◆ REQUIRED WORK
Please render the entries as a two-column CSV with the columns "prompt" and "points", starting with the line containing "Target: blue stethoscope tubing" and going on through the last entry. Give one row per entry, with its text and its answer each in a single quoted field and line breaks replaced by spaces.

(Named-object pointing entries)
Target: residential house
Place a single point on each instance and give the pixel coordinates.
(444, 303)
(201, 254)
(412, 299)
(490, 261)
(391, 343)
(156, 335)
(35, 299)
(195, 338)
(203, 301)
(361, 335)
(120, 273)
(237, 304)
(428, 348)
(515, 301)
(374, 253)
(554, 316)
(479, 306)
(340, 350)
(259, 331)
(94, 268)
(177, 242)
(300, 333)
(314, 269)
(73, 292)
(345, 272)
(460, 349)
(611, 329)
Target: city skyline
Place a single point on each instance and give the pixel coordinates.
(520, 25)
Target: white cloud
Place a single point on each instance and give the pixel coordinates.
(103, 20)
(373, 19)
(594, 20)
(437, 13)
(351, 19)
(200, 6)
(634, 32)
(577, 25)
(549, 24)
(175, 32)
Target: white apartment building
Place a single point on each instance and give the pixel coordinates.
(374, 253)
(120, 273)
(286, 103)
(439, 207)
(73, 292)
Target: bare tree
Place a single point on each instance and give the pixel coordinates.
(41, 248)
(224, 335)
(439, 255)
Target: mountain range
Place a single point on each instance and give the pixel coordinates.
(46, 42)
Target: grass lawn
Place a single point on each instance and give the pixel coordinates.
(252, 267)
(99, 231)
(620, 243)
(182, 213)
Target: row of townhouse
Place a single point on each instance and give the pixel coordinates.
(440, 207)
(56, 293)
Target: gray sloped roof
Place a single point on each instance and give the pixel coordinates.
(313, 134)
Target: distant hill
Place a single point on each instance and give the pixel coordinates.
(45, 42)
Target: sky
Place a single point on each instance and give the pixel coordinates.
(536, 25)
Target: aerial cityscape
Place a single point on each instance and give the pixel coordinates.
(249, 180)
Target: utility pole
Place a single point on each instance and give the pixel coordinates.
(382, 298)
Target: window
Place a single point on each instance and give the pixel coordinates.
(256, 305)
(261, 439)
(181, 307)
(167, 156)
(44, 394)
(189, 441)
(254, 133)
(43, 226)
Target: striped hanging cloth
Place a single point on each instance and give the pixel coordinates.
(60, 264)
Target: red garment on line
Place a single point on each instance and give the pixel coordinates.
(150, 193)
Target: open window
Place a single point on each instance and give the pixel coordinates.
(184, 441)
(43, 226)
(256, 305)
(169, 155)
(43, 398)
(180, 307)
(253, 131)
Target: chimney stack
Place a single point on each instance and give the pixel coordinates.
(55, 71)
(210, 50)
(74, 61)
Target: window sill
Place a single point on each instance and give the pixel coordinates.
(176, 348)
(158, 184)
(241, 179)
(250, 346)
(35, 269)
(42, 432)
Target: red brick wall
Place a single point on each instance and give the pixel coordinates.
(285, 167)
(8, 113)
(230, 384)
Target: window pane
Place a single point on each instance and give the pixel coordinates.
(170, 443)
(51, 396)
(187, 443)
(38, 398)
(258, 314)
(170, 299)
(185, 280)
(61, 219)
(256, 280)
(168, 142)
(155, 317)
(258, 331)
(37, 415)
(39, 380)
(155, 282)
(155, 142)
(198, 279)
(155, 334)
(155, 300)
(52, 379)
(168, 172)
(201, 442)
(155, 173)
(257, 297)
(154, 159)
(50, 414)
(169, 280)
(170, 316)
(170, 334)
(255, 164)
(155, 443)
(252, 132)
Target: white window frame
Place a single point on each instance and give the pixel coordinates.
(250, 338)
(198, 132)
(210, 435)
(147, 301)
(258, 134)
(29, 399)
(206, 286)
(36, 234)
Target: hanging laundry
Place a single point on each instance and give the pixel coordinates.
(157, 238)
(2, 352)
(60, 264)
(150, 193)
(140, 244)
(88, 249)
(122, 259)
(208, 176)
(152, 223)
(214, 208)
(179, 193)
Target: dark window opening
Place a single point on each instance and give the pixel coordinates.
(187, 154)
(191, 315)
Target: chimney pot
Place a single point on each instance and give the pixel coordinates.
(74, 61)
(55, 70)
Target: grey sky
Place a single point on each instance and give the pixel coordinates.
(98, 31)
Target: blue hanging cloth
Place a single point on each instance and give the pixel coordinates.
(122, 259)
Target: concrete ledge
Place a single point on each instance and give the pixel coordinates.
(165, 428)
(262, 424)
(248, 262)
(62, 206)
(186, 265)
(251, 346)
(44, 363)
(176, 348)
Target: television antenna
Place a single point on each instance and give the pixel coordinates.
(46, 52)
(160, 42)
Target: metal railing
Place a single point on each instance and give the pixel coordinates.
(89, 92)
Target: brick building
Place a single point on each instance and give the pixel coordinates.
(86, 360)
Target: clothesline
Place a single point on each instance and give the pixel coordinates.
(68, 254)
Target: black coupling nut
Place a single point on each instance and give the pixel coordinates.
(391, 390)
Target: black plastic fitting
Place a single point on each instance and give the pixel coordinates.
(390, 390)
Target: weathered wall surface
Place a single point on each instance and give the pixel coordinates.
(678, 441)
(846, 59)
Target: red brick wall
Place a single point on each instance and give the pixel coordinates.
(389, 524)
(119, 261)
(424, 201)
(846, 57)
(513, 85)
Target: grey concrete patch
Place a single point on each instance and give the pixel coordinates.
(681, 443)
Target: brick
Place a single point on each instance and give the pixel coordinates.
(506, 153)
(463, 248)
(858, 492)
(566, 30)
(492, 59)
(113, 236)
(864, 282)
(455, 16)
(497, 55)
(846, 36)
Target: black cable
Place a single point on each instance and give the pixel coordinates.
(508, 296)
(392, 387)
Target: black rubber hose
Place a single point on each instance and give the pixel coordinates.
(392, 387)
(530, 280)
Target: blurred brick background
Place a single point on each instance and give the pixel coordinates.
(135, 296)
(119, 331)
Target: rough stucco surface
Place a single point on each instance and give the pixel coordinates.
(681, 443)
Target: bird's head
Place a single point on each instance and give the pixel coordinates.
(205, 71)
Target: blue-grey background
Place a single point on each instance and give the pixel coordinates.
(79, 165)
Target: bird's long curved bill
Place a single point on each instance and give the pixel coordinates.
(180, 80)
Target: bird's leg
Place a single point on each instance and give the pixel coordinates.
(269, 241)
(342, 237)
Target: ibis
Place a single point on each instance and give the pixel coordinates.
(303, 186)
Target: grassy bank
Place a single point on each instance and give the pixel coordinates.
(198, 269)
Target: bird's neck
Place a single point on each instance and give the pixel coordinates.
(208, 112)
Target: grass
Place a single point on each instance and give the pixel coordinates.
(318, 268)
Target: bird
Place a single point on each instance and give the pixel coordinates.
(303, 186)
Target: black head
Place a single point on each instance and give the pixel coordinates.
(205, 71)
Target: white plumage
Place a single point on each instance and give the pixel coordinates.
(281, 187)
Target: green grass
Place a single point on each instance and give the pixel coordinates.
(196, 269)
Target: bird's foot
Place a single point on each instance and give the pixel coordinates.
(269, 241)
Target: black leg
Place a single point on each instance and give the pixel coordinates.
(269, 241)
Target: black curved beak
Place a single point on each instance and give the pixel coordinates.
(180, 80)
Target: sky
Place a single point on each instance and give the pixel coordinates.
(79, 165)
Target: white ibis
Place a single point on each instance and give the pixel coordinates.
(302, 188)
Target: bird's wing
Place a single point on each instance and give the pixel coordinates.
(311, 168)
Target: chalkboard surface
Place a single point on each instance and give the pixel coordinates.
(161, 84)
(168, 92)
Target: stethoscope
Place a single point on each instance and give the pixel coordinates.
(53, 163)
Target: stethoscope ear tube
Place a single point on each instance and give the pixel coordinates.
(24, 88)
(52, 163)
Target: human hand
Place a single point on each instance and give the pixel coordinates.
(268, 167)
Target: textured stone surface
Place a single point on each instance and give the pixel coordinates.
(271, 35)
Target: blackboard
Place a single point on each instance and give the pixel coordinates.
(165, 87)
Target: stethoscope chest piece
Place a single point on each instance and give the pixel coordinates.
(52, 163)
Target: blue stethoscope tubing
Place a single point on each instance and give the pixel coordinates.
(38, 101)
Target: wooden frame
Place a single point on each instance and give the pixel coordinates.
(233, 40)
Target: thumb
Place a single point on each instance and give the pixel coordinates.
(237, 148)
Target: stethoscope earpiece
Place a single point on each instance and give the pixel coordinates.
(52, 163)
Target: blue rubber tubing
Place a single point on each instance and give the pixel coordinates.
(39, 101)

◆ RESPONSE TO THE EXERCISE
prompt,points
"Target: blue stethoscope tubing Place a single point on each instance and give the pixel coordinates.","(38, 101)"
"Target: wooden frame Place a single point on each instance and give the pixel coordinates.","(233, 40)"
"Target: thumb Place a single point on each instance and give the pixel coordinates.","(237, 148)"
"Target: stethoscope earpiece Place a single point on each instance and give the pixel coordinates.","(52, 163)"
"Target: blue rubber tubing Place a single point on each instance and give the pixel coordinates.","(39, 101)"